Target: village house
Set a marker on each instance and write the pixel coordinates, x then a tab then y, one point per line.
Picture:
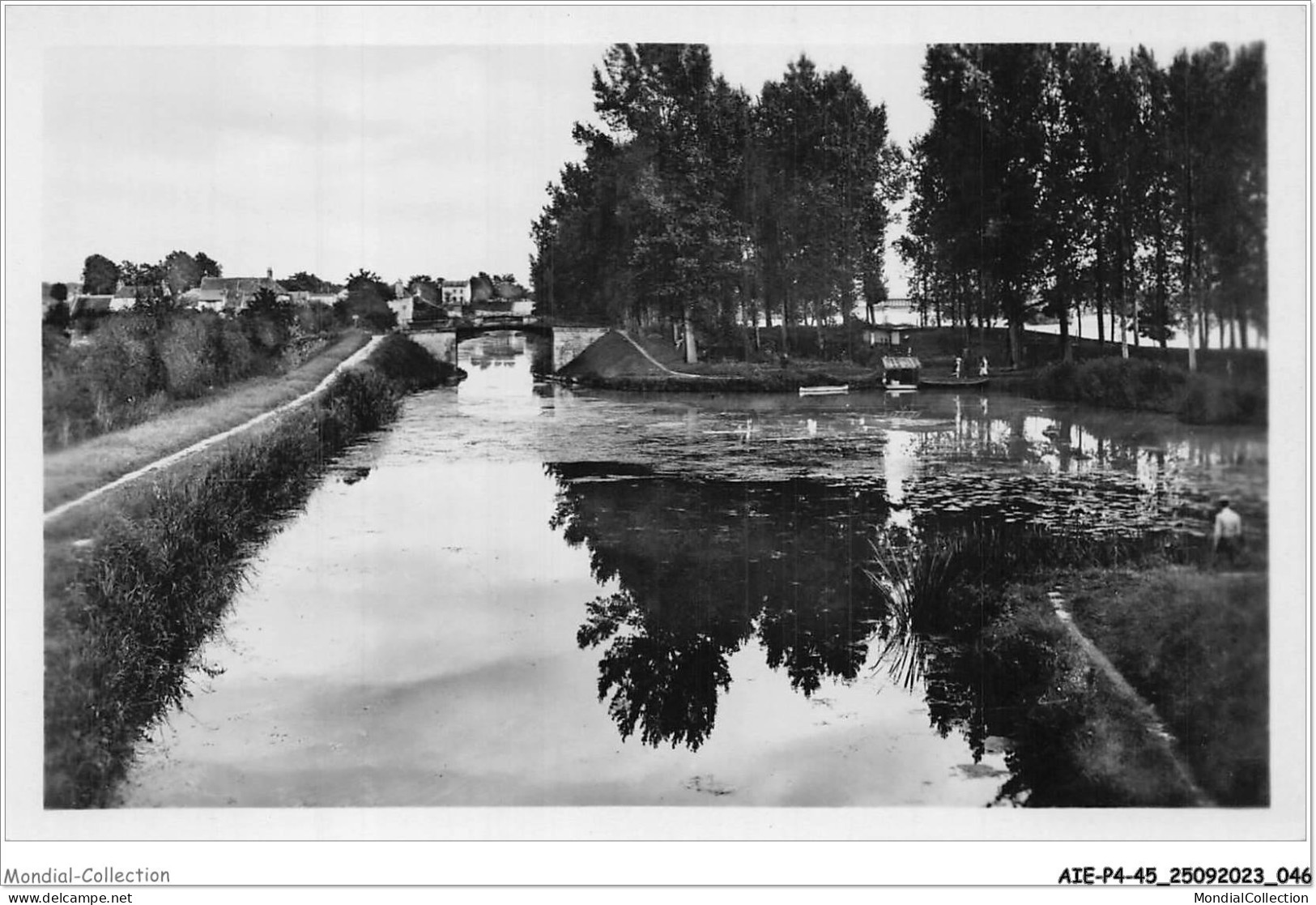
232	294
404	309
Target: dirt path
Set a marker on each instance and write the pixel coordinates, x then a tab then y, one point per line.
206	418
1152	722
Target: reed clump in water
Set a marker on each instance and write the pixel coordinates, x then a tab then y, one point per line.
126	616
969	619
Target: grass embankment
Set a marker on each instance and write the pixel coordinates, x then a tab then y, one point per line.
1152	386
126	613
71	472
1195	644
1190	643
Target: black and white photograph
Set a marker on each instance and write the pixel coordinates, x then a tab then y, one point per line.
722	423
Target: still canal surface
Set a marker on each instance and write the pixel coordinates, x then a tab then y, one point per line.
526	595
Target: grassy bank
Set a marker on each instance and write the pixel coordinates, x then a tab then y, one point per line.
77	469
119	370
1193	644
128	608
1141	385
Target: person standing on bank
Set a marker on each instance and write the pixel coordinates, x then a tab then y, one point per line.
1227	539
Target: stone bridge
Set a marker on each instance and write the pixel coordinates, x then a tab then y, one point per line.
569	341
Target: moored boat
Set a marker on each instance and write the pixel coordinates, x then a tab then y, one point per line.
953	382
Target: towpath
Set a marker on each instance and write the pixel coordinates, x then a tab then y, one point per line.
211	420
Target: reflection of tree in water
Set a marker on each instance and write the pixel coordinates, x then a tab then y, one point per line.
705	566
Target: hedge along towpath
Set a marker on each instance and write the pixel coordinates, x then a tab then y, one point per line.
357	357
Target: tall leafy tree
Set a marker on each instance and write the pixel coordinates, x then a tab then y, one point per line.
207	265
182	271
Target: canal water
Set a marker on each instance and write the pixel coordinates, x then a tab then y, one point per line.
528	595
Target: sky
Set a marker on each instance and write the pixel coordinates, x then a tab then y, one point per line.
412	140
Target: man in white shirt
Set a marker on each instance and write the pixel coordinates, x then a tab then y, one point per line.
1227	540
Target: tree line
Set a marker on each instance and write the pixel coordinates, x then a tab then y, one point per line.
1050	181
1053	179
701	206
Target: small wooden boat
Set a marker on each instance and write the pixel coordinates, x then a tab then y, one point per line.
953	382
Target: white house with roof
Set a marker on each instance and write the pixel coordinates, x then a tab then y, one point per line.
457	292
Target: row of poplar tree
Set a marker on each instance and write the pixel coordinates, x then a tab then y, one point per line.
1050	179
1053	178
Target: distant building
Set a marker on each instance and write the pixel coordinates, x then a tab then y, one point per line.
457	292
236	292
404	309
90	305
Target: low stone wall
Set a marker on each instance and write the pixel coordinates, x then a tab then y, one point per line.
441	344
570	341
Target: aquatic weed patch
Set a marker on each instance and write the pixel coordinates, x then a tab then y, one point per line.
128	612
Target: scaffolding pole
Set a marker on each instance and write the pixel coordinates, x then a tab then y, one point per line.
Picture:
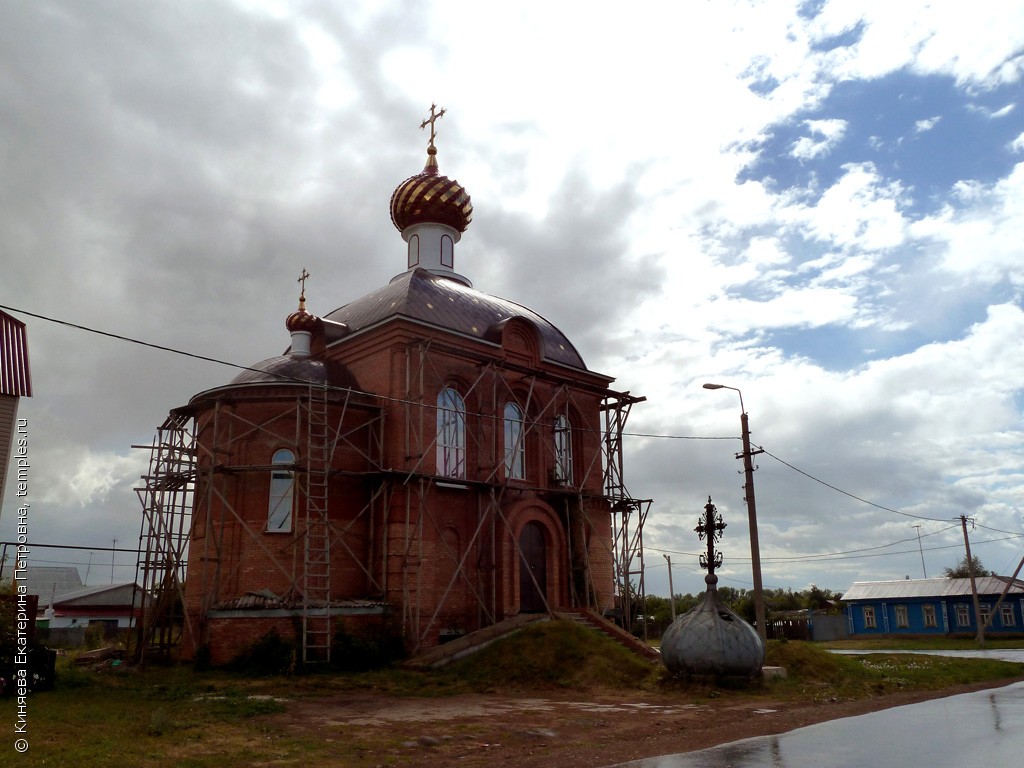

# Brief
Please report every line above that contains the word "white", and copy each of those lines in full. Case counts when matching.

# Exercise solution
Target: black and white photograph
Target: man in white shirt
Target: white house with roof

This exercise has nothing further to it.